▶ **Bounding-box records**

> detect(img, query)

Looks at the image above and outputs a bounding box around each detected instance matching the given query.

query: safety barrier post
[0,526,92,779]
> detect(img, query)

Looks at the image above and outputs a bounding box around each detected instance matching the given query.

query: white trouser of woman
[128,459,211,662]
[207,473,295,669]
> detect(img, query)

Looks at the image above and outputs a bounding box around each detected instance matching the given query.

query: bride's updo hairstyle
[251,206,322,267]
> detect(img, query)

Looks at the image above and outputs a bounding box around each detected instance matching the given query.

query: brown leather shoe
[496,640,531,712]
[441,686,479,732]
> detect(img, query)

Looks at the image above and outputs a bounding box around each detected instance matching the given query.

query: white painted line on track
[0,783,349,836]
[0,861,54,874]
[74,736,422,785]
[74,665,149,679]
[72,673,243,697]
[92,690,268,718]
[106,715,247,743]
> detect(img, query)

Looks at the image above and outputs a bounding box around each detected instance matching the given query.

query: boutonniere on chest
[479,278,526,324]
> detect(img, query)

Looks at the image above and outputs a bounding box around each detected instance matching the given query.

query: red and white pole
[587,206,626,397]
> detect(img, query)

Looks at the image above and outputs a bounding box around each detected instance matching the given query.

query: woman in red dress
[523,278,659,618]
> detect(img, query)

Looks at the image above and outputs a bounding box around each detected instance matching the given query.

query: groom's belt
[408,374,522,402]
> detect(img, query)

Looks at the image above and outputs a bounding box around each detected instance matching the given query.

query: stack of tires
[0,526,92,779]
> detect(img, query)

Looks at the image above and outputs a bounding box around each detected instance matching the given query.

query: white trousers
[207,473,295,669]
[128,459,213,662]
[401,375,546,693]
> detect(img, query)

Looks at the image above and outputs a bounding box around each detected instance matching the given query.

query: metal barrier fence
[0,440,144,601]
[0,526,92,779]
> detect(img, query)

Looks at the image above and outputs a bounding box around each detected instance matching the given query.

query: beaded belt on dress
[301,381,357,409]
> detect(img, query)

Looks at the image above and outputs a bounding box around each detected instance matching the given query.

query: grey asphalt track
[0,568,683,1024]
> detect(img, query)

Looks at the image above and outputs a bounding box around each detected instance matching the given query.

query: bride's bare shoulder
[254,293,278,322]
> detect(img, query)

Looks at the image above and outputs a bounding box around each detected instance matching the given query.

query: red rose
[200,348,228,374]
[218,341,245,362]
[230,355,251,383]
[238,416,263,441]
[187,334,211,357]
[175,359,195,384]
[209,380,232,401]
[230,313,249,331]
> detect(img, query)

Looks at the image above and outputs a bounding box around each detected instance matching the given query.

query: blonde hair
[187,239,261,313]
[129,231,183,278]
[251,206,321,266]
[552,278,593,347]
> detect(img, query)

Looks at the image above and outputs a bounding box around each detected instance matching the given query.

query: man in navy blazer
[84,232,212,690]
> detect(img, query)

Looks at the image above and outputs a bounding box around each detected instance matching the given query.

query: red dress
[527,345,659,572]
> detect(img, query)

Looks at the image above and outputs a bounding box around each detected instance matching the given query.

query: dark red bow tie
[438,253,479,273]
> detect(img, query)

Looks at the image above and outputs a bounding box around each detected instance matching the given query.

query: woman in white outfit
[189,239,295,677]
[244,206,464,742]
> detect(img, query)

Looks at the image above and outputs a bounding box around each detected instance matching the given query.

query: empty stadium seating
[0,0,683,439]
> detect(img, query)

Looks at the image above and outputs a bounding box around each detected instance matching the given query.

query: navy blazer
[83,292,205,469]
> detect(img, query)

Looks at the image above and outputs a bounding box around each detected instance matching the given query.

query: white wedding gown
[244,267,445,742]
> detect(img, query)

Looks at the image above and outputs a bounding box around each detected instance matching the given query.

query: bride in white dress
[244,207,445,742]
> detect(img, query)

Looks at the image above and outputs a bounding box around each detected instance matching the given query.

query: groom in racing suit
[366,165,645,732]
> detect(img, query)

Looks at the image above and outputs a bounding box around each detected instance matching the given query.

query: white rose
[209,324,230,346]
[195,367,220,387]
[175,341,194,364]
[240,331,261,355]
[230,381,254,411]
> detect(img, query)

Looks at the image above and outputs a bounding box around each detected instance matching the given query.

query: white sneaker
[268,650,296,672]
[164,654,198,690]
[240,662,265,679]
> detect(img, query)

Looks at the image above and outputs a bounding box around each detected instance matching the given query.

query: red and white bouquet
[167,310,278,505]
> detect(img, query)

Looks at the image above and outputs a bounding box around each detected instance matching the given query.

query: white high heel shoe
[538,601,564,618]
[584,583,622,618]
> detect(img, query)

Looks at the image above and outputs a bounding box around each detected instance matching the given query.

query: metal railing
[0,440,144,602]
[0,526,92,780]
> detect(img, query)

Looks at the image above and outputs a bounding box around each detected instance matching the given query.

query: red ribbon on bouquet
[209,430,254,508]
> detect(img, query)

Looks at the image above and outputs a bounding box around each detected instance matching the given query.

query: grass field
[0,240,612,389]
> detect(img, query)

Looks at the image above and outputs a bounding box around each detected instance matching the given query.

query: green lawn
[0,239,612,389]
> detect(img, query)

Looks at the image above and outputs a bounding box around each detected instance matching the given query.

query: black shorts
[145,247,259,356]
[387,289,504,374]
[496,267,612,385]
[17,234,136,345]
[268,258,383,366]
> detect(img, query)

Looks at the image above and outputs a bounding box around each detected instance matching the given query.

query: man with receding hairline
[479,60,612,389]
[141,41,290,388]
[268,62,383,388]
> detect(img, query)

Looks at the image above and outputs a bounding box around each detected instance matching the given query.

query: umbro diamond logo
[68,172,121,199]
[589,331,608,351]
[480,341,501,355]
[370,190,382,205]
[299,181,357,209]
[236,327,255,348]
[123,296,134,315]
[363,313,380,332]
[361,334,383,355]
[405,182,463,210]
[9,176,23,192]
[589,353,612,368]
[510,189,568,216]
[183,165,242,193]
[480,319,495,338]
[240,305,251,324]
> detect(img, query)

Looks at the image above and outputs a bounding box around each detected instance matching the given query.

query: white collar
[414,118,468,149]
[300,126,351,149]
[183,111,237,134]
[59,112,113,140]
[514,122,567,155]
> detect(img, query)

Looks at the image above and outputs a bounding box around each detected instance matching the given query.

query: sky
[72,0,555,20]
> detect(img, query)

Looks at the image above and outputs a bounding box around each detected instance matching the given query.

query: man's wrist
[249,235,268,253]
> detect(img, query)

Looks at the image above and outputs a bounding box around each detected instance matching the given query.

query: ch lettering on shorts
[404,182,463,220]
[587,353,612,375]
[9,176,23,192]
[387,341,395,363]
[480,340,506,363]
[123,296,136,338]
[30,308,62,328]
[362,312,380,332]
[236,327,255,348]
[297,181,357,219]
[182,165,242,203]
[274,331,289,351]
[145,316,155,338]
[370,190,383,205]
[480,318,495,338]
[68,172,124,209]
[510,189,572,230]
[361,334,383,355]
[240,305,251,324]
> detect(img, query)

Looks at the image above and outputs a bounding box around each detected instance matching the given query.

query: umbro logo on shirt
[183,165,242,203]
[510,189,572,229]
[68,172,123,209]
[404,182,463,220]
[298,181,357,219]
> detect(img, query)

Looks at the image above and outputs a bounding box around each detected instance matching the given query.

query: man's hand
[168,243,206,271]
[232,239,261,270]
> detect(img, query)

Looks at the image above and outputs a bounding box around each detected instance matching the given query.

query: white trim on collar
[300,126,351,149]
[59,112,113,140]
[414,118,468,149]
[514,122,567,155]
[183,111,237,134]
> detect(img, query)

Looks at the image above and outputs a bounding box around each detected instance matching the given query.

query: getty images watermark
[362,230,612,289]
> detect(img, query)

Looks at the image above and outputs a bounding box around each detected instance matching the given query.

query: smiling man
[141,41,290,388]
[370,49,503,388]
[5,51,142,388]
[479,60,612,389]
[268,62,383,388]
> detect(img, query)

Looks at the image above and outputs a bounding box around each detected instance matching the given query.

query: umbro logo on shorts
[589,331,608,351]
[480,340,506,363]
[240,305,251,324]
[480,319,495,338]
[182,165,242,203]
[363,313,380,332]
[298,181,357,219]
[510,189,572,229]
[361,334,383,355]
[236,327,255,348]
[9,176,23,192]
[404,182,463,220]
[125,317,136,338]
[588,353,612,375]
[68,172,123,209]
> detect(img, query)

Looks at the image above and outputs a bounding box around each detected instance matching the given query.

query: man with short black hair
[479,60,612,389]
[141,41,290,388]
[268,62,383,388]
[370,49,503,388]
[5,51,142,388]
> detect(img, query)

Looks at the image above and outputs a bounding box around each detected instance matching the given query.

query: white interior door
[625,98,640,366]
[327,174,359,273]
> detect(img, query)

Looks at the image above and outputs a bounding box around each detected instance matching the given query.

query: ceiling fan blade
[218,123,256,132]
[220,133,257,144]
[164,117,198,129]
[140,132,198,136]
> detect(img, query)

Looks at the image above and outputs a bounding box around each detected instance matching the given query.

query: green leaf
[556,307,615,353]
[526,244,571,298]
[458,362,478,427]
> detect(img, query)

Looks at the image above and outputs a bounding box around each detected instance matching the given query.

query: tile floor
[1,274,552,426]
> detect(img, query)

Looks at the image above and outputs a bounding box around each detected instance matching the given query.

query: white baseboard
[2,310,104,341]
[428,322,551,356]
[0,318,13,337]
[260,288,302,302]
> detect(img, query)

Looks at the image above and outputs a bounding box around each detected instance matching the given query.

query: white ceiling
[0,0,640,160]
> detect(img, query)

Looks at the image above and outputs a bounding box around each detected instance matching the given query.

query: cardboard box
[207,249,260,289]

▶ **What needs to be done**
Pick out every line of the listing above that contains the string "collar", and copy each one in full. Case counts.

▶ **Reply**
query: white collar
query: white trim on collar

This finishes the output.